=== Begin Enclosure ===
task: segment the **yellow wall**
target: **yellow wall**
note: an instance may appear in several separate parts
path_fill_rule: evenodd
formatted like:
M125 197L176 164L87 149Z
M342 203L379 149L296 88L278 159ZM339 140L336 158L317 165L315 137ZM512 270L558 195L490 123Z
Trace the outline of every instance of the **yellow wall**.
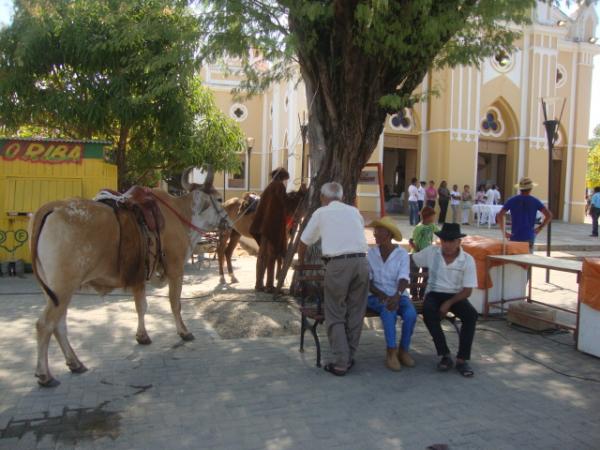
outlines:
M83 159L81 164L0 159L0 261L31 261L23 240L29 217L12 214L34 213L53 200L92 198L102 188L117 188L117 169L101 159Z

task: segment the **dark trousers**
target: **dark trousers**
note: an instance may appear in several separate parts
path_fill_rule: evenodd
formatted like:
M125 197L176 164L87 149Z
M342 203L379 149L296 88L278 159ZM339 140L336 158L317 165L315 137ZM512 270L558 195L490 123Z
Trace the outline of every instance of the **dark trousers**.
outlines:
M444 199L444 200L438 200L438 203L440 204L440 215L438 217L438 223L445 223L446 222L446 212L448 211L448 202L450 200L449 199Z
M592 206L590 208L590 215L592 216L592 234L598 236L598 217L600 217L600 208Z
M435 349L438 356L450 354L450 349L446 344L446 336L442 330L440 317L440 306L454 294L446 294L443 292L429 292L425 296L423 303L423 319L425 326L429 330L429 334L433 338ZM460 327L460 335L458 337L458 353L457 358L468 360L471 359L471 345L475 337L475 324L477 323L477 310L473 308L469 300L461 300L455 303L450 308L450 311L458 317L462 325Z

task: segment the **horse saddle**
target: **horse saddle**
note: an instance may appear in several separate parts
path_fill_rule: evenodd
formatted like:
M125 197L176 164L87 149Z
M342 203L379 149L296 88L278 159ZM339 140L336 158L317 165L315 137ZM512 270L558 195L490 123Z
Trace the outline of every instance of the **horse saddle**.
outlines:
M242 203L240 205L238 215L243 214L245 216L255 212L256 208L258 208L259 201L259 195L256 195L253 192L246 192L244 194L244 197L242 198Z
M103 189L94 197L94 200L107 203L113 208L121 207L139 212L146 227L152 232L158 232L165 226L165 218L160 212L150 188L132 186L124 194L111 189Z

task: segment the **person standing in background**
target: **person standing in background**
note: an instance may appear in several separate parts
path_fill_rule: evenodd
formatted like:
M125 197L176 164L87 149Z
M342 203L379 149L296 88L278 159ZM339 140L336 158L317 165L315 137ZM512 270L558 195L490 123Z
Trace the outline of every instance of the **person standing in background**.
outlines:
M458 184L452 185L450 191L450 207L452 208L452 223L458 223L460 219L460 192L458 192Z
M592 234L598 237L598 217L600 217L600 186L594 188L594 195L590 197L590 216L592 216Z
M440 204L440 216L438 223L446 222L446 213L448 212L448 203L450 202L450 191L446 180L442 180L438 188L438 202Z
M416 178L410 180L410 185L408 186L408 218L411 225L416 225L419 223L419 201L417 198L417 187L418 181Z
M531 195L531 190L534 186L535 183L531 178L521 178L519 184L515 185L515 187L519 188L521 193L509 198L496 216L496 221L498 222L500 231L502 231L503 235L511 241L529 242L529 251L531 253L533 253L535 237L542 231L542 228L552 220L552 213L548 208L546 208L536 197ZM504 224L504 216L509 211L512 219L510 233L506 231ZM536 227L535 223L538 211L541 211L544 215L544 221L540 226Z
M435 201L437 200L437 190L435 189L435 181L429 182L429 187L425 189L425 205L430 208L435 208Z
M471 194L471 188L468 184L465 184L460 196L460 206L462 209L462 224L469 225L469 213L473 206L473 195Z
M425 181L421 181L419 183L419 187L417 188L417 203L419 204L419 212L425 206L425 186L427 183Z

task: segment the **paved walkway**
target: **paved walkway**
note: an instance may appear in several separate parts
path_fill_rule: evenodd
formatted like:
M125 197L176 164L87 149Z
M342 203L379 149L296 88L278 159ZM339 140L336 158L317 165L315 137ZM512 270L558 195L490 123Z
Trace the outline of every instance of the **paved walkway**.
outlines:
M252 270L242 262L238 272ZM214 274L199 279L187 294L214 286ZM150 298L153 344L140 346L130 295L78 295L69 331L90 370L70 374L53 340L50 366L62 384L41 389L33 378L38 292L31 276L0 278L2 449L579 450L600 442L600 360L577 352L571 334L480 321L476 376L464 379L434 370L421 321L417 367L400 373L383 365L382 332L367 330L355 368L336 378L314 366L310 338L304 354L297 336L221 339L194 307L206 299L183 301L196 336L183 343L168 301ZM455 333L447 335L456 348Z

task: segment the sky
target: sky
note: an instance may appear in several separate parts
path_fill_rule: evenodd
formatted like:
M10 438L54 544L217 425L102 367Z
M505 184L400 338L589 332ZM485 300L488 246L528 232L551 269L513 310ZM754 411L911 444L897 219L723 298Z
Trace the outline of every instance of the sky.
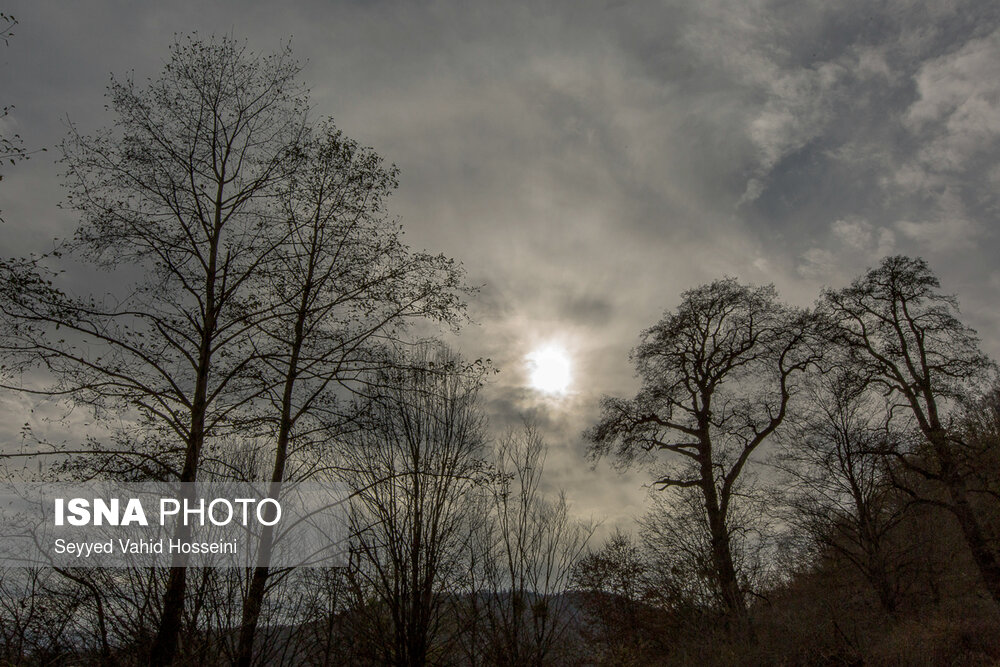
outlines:
M920 255L1000 357L1000 5L994 2L3 2L0 249L75 220L59 140L111 122L109 75L155 75L176 34L290 40L316 118L400 168L414 248L481 287L453 343L489 357L500 430L535 419L546 481L607 525L648 474L586 459L602 394L628 395L639 332L688 288L774 283L808 306L886 254ZM561 346L565 396L529 382ZM16 437L19 399L0 397Z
=== End Enclosure ===
ACTIVITY ::
Starting with the first line of the material, print each line exactly until you have printed the line with "target: **dark trousers**", and skip the pictures.

FINISHED TASK ::
task: segment the **yellow wall**
target: **yellow wall**
note: an instance may appear in several separate parts
path_fill_rule: evenodd
formatted like:
M125 197L176 164L87 149Z
M342 203L379 149L296 88L278 159ZM339 140L336 158L317 165L315 137ZM512 270L558 195L490 123Z
Trace the outline of every instance of the **yellow wall**.
outlines:
M83 159L81 164L0 159L0 261L31 261L23 240L29 217L12 214L34 213L53 200L92 198L102 188L117 188L117 169L101 159Z

task: segment the **dark trousers**
target: **dark trousers**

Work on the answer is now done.